Saved data entries:
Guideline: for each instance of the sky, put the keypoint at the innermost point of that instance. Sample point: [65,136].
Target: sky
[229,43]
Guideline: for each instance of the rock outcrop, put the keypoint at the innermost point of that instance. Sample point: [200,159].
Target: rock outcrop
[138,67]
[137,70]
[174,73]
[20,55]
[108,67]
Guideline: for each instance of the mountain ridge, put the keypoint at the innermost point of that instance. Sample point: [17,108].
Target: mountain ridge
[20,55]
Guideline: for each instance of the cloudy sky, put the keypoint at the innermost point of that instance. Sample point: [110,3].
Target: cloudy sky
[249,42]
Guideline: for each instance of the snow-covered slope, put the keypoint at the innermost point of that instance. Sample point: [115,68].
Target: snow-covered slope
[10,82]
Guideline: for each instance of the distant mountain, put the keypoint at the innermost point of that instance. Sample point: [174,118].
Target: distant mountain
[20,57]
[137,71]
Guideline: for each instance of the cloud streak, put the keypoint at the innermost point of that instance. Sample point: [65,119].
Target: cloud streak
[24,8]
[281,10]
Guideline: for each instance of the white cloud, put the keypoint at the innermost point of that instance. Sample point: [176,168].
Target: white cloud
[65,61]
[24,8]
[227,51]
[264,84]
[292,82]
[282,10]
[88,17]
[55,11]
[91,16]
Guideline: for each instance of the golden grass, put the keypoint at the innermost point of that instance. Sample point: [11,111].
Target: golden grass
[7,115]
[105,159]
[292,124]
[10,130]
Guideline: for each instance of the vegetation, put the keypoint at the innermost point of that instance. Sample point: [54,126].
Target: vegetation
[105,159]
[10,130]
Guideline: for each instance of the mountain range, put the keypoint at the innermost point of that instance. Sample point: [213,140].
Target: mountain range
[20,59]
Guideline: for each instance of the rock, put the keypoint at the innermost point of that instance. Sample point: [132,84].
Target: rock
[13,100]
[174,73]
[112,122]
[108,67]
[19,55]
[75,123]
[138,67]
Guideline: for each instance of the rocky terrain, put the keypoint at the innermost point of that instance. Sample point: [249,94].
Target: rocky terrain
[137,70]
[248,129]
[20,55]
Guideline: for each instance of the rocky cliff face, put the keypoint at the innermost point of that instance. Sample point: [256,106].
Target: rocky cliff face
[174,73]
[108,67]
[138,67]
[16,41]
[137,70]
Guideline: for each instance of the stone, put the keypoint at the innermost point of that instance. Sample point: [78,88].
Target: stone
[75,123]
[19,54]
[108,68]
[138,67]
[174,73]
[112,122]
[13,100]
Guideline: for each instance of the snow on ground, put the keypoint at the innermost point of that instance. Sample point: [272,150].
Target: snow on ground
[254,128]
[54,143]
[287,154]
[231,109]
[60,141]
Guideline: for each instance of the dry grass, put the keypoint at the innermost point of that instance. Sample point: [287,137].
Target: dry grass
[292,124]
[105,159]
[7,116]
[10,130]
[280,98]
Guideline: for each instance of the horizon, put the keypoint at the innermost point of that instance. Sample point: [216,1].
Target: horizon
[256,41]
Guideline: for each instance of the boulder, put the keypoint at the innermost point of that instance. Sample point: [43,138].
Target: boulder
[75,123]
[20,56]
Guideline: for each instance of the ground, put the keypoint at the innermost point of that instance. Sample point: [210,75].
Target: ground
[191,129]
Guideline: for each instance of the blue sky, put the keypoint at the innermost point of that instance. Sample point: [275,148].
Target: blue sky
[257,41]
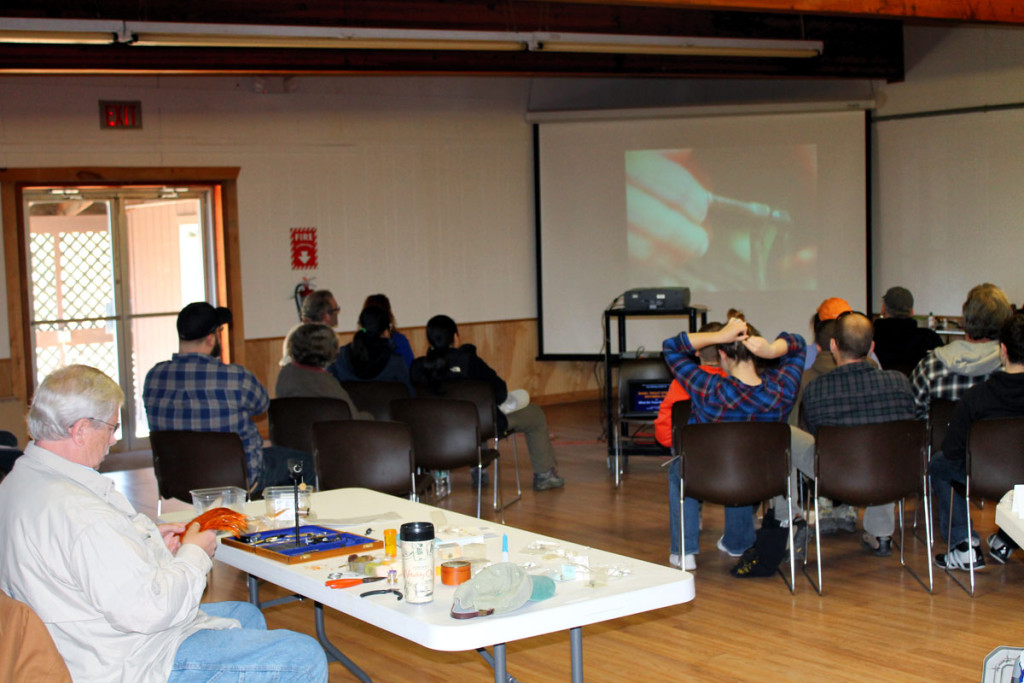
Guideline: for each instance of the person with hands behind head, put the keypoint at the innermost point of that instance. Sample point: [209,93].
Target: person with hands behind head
[750,392]
[120,595]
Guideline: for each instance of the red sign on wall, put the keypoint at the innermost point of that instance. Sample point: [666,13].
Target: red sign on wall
[303,248]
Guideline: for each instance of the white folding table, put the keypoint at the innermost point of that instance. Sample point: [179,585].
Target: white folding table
[577,602]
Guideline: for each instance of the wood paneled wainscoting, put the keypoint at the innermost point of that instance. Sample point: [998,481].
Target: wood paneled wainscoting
[508,346]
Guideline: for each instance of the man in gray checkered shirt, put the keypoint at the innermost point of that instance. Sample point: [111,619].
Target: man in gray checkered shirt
[949,371]
[858,393]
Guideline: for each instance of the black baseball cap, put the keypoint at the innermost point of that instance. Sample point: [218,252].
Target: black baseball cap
[200,318]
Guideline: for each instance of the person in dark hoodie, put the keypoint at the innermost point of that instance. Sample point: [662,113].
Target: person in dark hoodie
[449,358]
[899,343]
[949,371]
[1001,395]
[370,356]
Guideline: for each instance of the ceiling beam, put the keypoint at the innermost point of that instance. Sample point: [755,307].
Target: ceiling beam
[982,11]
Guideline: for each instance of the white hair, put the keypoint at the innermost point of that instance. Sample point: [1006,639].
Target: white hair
[69,394]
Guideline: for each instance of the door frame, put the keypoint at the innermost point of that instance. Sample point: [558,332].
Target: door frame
[222,180]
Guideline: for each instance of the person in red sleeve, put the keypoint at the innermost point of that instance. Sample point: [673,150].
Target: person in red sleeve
[709,361]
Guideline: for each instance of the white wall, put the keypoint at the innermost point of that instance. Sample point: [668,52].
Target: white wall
[948,208]
[420,187]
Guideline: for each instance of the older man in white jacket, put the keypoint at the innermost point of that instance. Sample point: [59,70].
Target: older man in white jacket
[120,595]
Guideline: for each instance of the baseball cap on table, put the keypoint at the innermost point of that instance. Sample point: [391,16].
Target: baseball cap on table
[498,589]
[200,318]
[899,300]
[832,308]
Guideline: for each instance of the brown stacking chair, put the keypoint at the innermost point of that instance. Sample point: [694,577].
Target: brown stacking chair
[183,461]
[872,464]
[482,395]
[376,397]
[994,465]
[375,455]
[292,419]
[27,649]
[446,436]
[735,463]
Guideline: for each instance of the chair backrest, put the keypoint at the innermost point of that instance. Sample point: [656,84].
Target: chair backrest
[292,419]
[649,370]
[940,412]
[445,431]
[870,464]
[375,455]
[477,391]
[375,397]
[184,460]
[680,418]
[995,457]
[27,650]
[734,463]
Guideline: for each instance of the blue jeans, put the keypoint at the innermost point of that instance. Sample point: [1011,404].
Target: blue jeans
[738,521]
[251,653]
[942,472]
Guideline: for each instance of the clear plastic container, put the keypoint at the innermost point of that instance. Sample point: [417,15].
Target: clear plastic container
[281,505]
[218,497]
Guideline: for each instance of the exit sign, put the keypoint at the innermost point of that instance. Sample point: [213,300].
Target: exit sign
[114,115]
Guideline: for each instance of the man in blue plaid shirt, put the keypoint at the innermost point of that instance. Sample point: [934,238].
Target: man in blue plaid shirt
[195,391]
[857,393]
[747,394]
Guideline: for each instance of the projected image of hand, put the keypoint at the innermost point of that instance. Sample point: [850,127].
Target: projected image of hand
[669,197]
[665,207]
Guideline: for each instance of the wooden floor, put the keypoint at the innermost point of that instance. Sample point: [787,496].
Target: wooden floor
[875,622]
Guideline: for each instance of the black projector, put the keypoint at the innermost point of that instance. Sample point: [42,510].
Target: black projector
[668,299]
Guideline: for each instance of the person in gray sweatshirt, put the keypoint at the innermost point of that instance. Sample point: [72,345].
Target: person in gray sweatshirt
[949,371]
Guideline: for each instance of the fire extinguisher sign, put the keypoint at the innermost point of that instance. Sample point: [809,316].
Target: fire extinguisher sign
[303,248]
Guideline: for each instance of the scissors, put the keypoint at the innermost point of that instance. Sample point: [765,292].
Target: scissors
[348,583]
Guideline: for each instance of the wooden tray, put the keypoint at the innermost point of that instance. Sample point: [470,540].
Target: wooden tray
[320,543]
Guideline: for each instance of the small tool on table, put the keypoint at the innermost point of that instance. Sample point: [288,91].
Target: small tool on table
[348,583]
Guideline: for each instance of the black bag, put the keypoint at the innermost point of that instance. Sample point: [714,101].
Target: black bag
[769,549]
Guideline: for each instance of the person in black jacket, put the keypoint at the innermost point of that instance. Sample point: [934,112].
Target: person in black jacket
[450,359]
[1001,395]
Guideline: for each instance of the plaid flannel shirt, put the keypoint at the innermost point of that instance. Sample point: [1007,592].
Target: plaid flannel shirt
[857,394]
[717,398]
[932,379]
[198,392]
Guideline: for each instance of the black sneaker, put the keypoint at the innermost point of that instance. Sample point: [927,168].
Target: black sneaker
[548,480]
[479,478]
[883,546]
[999,549]
[960,558]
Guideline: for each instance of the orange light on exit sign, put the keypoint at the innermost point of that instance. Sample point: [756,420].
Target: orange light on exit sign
[115,115]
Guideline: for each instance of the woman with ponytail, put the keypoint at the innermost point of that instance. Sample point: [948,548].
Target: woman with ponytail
[370,356]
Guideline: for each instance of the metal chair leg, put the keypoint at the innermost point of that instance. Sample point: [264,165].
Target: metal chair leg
[817,544]
[515,460]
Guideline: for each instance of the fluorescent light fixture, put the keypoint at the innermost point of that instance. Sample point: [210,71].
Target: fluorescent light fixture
[344,43]
[671,45]
[165,34]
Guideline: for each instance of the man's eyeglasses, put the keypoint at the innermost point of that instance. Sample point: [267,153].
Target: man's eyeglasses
[116,426]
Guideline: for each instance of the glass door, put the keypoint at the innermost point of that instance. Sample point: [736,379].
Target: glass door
[110,268]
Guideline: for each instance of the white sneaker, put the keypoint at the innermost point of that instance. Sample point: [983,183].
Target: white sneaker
[690,561]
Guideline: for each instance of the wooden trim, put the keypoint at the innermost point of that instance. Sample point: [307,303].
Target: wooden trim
[12,181]
[13,246]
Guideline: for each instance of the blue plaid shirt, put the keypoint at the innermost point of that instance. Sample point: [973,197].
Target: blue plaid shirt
[718,398]
[198,392]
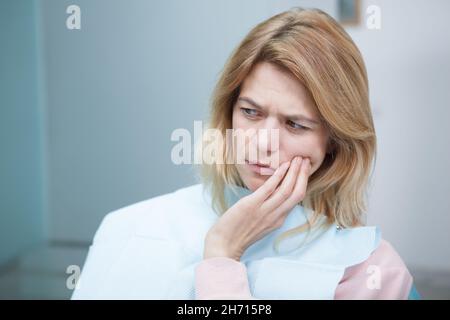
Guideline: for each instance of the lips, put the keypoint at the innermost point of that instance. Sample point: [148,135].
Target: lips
[260,168]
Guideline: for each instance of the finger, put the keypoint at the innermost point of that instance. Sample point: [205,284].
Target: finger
[286,187]
[299,191]
[264,191]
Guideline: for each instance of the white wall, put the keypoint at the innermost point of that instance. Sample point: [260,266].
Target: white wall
[408,62]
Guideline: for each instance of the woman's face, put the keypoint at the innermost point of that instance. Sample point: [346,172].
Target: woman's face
[271,98]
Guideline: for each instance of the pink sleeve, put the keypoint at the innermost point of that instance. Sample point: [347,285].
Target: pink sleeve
[221,278]
[382,276]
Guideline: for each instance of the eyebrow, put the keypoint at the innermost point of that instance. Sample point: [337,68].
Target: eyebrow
[293,117]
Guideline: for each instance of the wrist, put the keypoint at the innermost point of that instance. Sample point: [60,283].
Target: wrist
[215,248]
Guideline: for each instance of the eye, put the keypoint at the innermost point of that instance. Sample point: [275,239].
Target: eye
[249,112]
[296,126]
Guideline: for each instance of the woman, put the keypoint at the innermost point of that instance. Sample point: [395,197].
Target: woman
[284,224]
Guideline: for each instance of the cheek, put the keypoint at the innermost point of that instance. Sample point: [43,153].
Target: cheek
[310,147]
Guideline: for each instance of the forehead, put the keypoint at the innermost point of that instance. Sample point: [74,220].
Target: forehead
[276,89]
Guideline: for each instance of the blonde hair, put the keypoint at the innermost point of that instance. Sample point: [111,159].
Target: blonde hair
[313,47]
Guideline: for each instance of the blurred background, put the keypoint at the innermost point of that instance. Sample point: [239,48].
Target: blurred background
[86,117]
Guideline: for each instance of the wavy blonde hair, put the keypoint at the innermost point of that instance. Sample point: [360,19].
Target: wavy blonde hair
[313,47]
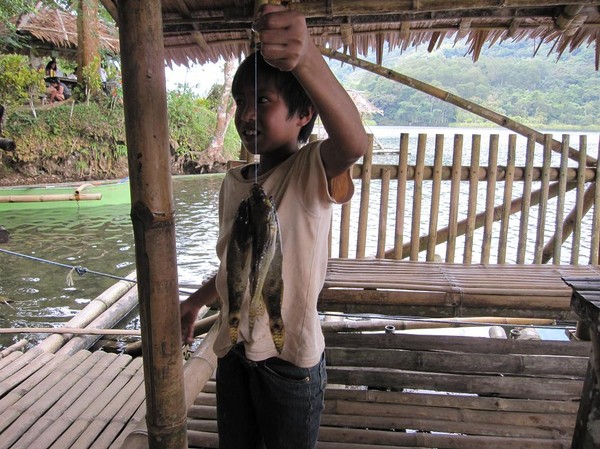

* [About this task]
Please print exactly the lines from the line containing "Target: cheek" through the end of the records above, both included, leaving out every picture.

* [Response area]
Target: cheek
[310,147]
Guideline: for each instance of the forehead, put the keypoint at the innermost point of that instance. Sample point: [74,220].
Target: forehead
[276,89]
Guideline: for each instance of the blonde hair, put the keypoint at the innermost point of that instance. Sample point: [111,159].
Target: blonde hair
[313,47]
Guideline: for each instance of the blurred background, put the keypoint at the innermost point of that instance. Sample point: [239,48].
Target: blurred background
[86,117]
Guideline: for each instance of the wavy blonde hair, put the keypoint at the innermost point of that instance. Sample point: [360,19].
Target: wavy blonde hair
[313,47]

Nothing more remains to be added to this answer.